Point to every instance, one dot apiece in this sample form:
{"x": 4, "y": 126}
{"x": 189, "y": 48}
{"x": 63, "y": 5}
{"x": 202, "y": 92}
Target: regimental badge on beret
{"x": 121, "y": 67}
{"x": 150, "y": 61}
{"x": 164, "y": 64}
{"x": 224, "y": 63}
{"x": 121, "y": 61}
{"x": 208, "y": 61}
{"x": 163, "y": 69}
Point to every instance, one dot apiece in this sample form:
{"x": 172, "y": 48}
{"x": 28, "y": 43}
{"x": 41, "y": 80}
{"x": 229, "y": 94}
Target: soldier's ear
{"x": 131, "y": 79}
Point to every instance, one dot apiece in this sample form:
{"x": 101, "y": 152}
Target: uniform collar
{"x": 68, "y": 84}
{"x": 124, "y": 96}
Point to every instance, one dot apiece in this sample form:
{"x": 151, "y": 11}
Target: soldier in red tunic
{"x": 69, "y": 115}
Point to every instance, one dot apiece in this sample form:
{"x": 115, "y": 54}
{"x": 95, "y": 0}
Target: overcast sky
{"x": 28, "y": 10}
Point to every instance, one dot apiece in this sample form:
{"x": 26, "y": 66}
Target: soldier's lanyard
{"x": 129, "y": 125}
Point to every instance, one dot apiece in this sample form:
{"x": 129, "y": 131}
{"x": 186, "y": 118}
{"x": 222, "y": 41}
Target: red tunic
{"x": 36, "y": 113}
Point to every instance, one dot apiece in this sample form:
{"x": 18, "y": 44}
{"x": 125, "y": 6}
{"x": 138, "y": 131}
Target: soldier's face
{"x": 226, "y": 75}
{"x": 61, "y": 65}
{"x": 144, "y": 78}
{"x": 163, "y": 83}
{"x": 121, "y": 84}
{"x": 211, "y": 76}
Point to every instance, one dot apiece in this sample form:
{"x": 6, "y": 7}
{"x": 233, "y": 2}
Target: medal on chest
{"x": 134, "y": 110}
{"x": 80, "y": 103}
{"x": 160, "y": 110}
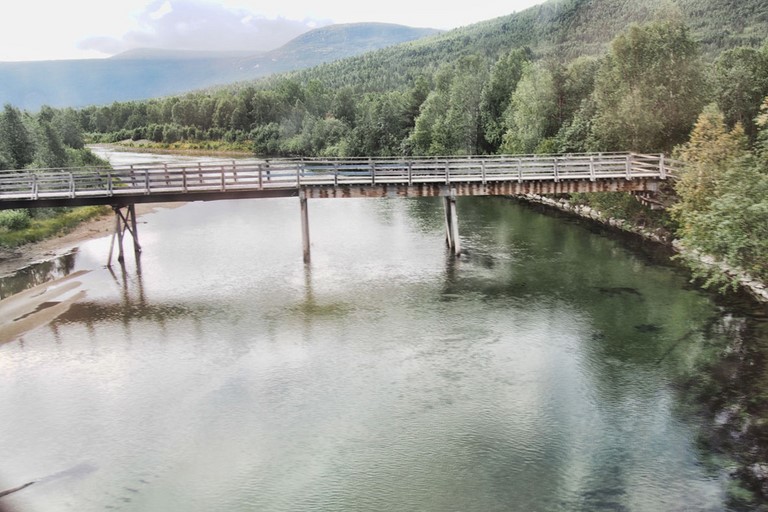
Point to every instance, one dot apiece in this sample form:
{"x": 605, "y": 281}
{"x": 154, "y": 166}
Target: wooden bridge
{"x": 124, "y": 186}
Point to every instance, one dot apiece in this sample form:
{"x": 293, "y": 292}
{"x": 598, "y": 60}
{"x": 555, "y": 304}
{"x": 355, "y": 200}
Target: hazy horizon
{"x": 87, "y": 29}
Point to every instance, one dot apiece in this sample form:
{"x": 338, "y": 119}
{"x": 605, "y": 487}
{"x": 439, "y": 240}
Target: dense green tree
{"x": 723, "y": 192}
{"x": 740, "y": 83}
{"x": 649, "y": 89}
{"x": 16, "y": 142}
{"x": 532, "y": 114}
{"x": 50, "y": 150}
{"x": 505, "y": 75}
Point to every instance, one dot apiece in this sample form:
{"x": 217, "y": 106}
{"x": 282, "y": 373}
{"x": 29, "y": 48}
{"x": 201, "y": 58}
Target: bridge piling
{"x": 304, "y": 225}
{"x": 452, "y": 223}
{"x": 124, "y": 221}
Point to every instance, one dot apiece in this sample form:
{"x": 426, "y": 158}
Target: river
{"x": 550, "y": 368}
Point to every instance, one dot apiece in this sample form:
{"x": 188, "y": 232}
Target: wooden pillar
{"x": 304, "y": 225}
{"x": 124, "y": 222}
{"x": 134, "y": 231}
{"x": 452, "y": 223}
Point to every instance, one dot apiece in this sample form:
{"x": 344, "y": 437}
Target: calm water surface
{"x": 539, "y": 372}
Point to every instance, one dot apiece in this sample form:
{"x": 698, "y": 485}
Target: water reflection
{"x": 546, "y": 369}
{"x": 37, "y": 274}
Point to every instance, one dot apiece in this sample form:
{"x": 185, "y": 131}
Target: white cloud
{"x": 164, "y": 9}
{"x": 90, "y": 28}
{"x": 197, "y": 25}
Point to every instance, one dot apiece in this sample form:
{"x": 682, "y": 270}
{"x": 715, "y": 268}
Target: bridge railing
{"x": 255, "y": 174}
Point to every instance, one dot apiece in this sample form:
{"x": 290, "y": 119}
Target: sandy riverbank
{"x": 16, "y": 259}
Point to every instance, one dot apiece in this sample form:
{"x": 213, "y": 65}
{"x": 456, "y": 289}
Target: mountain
{"x": 559, "y": 29}
{"x": 149, "y": 73}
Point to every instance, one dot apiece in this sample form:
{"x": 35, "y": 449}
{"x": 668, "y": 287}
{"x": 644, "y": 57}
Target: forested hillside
{"x": 566, "y": 76}
{"x": 147, "y": 73}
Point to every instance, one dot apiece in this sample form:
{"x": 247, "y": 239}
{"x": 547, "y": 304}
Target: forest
{"x": 655, "y": 87}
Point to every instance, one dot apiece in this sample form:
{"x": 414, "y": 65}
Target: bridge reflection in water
{"x": 124, "y": 186}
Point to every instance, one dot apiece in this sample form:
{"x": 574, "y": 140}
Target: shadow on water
{"x": 38, "y": 273}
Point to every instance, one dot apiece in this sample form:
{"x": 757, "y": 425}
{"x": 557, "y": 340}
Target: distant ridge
{"x": 159, "y": 53}
{"x": 149, "y": 73}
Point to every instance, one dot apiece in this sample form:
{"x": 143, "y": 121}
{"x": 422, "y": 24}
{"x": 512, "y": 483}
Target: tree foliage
{"x": 649, "y": 89}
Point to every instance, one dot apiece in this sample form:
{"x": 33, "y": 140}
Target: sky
{"x": 82, "y": 29}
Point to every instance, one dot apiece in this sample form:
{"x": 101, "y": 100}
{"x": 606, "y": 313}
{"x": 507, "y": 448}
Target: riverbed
{"x": 548, "y": 368}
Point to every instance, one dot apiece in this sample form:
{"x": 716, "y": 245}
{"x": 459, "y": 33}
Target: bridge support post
{"x": 452, "y": 223}
{"x": 124, "y": 221}
{"x": 304, "y": 225}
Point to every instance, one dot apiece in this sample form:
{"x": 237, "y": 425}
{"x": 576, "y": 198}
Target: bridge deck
{"x": 326, "y": 178}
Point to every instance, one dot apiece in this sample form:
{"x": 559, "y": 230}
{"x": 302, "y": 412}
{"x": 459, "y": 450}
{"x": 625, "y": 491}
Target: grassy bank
{"x": 214, "y": 147}
{"x": 18, "y": 228}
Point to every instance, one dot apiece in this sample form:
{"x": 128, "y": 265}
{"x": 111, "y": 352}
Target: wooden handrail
{"x": 282, "y": 174}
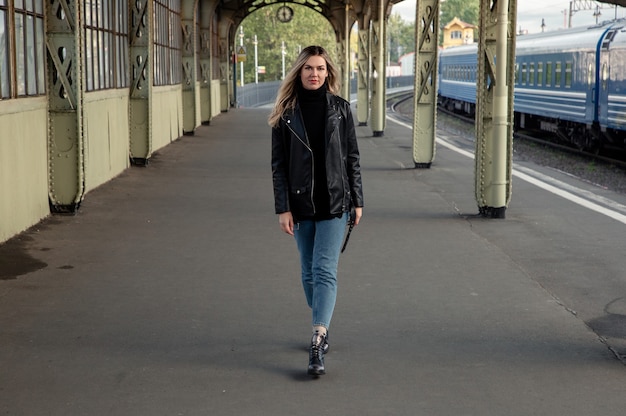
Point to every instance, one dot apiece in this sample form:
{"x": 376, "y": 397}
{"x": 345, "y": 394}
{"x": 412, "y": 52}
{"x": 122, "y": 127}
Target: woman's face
{"x": 314, "y": 72}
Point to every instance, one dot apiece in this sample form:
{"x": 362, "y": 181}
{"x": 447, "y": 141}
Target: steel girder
{"x": 204, "y": 57}
{"x": 378, "y": 53}
{"x": 141, "y": 59}
{"x": 425, "y": 91}
{"x": 66, "y": 156}
{"x": 494, "y": 106}
{"x": 363, "y": 73}
{"x": 190, "y": 47}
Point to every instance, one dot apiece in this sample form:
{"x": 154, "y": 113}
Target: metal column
{"x": 190, "y": 37}
{"x": 141, "y": 34}
{"x": 66, "y": 140}
{"x": 363, "y": 73}
{"x": 205, "y": 63}
{"x": 346, "y": 53}
{"x": 425, "y": 92}
{"x": 379, "y": 71}
{"x": 226, "y": 74}
{"x": 494, "y": 106}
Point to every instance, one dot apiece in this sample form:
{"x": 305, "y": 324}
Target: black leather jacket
{"x": 292, "y": 162}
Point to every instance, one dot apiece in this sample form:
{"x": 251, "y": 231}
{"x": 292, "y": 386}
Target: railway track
{"x": 401, "y": 104}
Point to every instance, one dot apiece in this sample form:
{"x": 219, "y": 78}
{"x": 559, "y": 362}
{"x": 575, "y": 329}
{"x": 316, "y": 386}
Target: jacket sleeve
{"x": 353, "y": 164}
{"x": 280, "y": 166}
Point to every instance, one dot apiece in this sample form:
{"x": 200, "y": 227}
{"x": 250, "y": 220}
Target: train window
{"x": 549, "y": 74}
{"x": 605, "y": 75}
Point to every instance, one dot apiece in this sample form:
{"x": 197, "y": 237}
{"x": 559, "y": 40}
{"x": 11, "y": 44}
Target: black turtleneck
{"x": 313, "y": 107}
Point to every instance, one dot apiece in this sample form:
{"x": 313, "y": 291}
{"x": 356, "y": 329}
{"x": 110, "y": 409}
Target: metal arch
{"x": 494, "y": 106}
{"x": 425, "y": 96}
{"x": 65, "y": 93}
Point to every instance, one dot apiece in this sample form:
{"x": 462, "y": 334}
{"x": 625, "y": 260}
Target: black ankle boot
{"x": 325, "y": 346}
{"x": 316, "y": 355}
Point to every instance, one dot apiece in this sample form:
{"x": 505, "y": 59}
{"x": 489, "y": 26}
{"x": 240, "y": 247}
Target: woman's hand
{"x": 285, "y": 220}
{"x": 358, "y": 213}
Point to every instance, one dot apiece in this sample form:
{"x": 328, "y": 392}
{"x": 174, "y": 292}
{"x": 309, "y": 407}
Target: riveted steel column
{"x": 379, "y": 71}
{"x": 363, "y": 73}
{"x": 190, "y": 93}
{"x": 225, "y": 70}
{"x": 66, "y": 140}
{"x": 346, "y": 53}
{"x": 494, "y": 106}
{"x": 141, "y": 37}
{"x": 205, "y": 63}
{"x": 425, "y": 95}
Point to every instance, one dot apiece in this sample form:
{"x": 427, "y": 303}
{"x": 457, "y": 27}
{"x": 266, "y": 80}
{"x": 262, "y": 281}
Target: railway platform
{"x": 173, "y": 292}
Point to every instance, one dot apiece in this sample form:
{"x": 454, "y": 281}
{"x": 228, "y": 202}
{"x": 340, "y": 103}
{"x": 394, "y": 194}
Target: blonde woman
{"x": 317, "y": 181}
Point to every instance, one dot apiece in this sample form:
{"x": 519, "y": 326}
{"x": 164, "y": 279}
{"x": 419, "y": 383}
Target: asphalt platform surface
{"x": 173, "y": 292}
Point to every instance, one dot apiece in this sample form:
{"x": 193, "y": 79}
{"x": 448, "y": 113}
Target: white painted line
{"x": 559, "y": 188}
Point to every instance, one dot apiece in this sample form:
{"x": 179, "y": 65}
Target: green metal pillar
{"x": 66, "y": 140}
{"x": 141, "y": 34}
{"x": 425, "y": 91}
{"x": 379, "y": 71}
{"x": 363, "y": 72}
{"x": 346, "y": 53}
{"x": 226, "y": 60}
{"x": 494, "y": 106}
{"x": 204, "y": 55}
{"x": 190, "y": 92}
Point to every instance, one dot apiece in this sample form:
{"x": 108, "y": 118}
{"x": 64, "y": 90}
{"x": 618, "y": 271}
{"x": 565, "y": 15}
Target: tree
{"x": 306, "y": 28}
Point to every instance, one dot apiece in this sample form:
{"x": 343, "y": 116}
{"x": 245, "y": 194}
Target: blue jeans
{"x": 319, "y": 244}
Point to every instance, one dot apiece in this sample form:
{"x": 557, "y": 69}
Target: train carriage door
{"x": 603, "y": 77}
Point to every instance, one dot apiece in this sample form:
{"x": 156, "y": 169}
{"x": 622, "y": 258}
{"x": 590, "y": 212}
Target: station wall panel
{"x": 23, "y": 165}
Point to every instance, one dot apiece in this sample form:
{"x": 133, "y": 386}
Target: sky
{"x": 531, "y": 12}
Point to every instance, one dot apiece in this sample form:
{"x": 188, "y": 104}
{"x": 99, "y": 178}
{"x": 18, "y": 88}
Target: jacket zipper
{"x": 306, "y": 144}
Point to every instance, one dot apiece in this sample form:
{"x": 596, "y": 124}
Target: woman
{"x": 317, "y": 181}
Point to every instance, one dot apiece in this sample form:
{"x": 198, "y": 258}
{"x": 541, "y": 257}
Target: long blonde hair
{"x": 286, "y": 97}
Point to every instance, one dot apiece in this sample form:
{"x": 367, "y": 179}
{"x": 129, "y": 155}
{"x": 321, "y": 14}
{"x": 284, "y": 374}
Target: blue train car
{"x": 457, "y": 78}
{"x": 612, "y": 87}
{"x": 570, "y": 83}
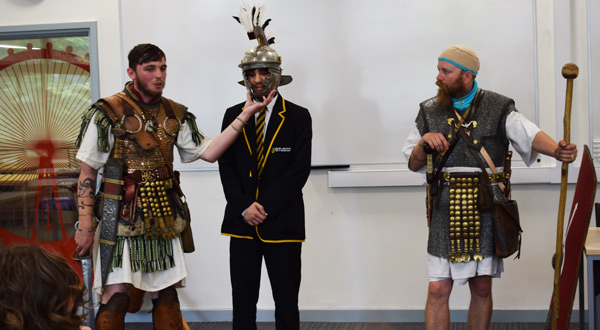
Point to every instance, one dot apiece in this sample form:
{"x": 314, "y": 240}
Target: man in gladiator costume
{"x": 131, "y": 135}
{"x": 456, "y": 128}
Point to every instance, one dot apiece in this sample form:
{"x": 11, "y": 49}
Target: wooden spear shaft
{"x": 569, "y": 72}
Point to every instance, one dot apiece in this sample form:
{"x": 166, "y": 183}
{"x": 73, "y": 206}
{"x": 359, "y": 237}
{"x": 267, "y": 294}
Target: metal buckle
{"x": 147, "y": 175}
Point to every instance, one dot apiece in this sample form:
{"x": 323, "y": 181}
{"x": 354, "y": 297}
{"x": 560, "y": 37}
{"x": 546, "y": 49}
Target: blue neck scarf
{"x": 464, "y": 102}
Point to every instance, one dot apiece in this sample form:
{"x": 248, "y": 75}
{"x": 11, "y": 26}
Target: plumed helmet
{"x": 262, "y": 56}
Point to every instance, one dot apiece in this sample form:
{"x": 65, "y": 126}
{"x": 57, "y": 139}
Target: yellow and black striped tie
{"x": 260, "y": 148}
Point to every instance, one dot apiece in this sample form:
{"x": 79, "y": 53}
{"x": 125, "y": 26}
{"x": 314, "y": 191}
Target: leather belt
{"x": 161, "y": 173}
{"x": 496, "y": 177}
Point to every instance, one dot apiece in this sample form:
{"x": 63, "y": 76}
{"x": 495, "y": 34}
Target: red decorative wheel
{"x": 43, "y": 94}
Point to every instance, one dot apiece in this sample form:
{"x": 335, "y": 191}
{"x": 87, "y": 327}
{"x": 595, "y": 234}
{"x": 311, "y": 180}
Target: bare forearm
{"x": 86, "y": 190}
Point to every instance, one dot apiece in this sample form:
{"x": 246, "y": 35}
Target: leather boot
{"x": 112, "y": 315}
{"x": 136, "y": 299}
{"x": 166, "y": 313}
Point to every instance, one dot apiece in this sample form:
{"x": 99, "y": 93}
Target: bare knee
{"x": 440, "y": 290}
{"x": 481, "y": 286}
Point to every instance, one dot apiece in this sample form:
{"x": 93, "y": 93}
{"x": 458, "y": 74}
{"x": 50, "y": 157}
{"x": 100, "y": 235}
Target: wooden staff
{"x": 569, "y": 72}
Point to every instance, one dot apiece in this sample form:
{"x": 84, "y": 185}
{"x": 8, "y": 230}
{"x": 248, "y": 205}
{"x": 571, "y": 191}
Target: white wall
{"x": 366, "y": 246}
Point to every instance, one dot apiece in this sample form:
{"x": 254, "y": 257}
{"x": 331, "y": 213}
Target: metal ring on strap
{"x": 165, "y": 125}
{"x": 136, "y": 117}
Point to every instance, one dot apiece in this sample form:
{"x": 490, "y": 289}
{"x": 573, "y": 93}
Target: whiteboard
{"x": 360, "y": 67}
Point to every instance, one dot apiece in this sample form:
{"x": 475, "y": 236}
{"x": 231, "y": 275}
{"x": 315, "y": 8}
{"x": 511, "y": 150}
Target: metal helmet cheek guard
{"x": 261, "y": 56}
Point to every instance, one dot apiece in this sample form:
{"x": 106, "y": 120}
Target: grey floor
{"x": 354, "y": 326}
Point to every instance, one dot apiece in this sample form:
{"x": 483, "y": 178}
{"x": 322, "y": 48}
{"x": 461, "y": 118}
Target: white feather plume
{"x": 251, "y": 16}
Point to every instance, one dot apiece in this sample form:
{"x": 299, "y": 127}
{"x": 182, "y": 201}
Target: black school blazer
{"x": 279, "y": 189}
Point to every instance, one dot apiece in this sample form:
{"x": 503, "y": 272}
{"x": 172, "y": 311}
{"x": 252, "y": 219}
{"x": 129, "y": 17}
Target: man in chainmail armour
{"x": 457, "y": 133}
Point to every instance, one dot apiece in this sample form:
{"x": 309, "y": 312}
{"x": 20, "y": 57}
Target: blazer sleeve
{"x": 232, "y": 183}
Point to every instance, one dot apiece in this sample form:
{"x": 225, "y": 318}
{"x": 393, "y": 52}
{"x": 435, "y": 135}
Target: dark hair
{"x": 38, "y": 290}
{"x": 144, "y": 53}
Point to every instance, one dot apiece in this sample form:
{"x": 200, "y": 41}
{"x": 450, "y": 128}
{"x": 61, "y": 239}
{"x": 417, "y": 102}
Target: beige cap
{"x": 462, "y": 56}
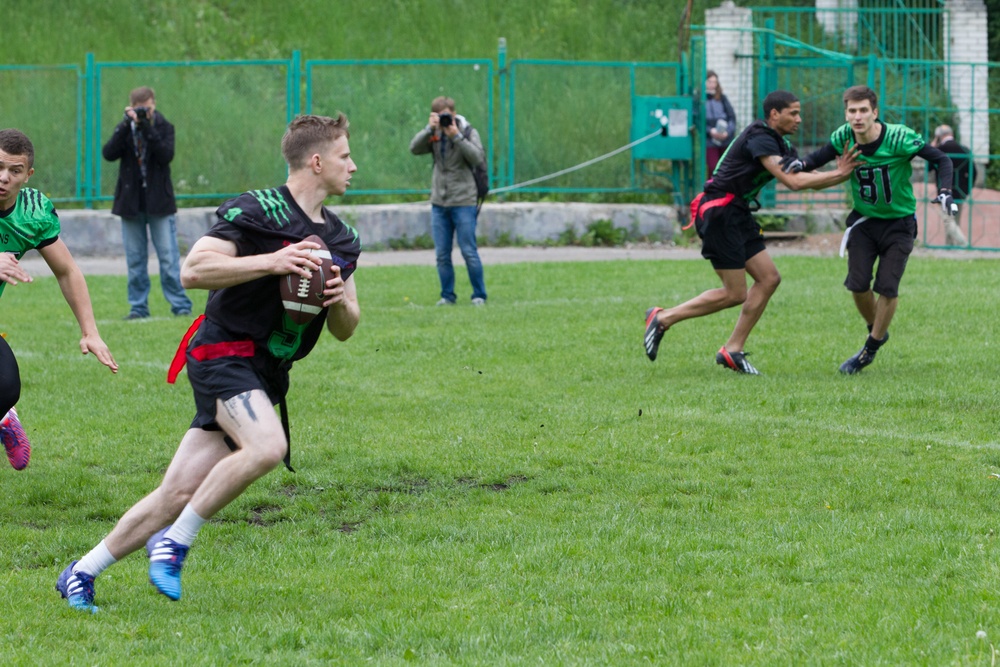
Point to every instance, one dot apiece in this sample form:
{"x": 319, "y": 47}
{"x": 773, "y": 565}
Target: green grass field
{"x": 518, "y": 484}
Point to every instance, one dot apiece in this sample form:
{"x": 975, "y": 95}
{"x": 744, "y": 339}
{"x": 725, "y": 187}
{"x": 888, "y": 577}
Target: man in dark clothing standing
{"x": 963, "y": 178}
{"x": 144, "y": 198}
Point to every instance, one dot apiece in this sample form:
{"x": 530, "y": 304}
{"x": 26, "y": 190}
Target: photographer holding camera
{"x": 144, "y": 198}
{"x": 456, "y": 149}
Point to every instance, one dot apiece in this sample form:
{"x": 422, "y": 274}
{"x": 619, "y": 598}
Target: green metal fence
{"x": 228, "y": 117}
{"x": 561, "y": 114}
{"x": 47, "y": 104}
{"x": 388, "y": 102}
{"x": 894, "y": 48}
{"x": 536, "y": 117}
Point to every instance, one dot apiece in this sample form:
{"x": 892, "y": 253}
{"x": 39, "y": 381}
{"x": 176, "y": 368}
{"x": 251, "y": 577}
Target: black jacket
{"x": 159, "y": 196}
{"x": 965, "y": 170}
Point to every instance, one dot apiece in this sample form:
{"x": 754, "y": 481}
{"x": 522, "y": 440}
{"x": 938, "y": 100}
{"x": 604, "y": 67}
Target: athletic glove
{"x": 948, "y": 204}
{"x": 790, "y": 164}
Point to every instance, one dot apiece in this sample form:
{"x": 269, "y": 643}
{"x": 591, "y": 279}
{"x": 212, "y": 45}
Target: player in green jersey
{"x": 28, "y": 220}
{"x": 881, "y": 225}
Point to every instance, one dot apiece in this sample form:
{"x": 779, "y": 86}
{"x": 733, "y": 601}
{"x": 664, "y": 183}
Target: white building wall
{"x": 727, "y": 36}
{"x": 843, "y": 23}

- **To be done**
From the data above, extract every line that contains the string "dark", copying each one verbatim in its original order.

- **Written response**
Target: dark hair
Target: man in dark clothing standing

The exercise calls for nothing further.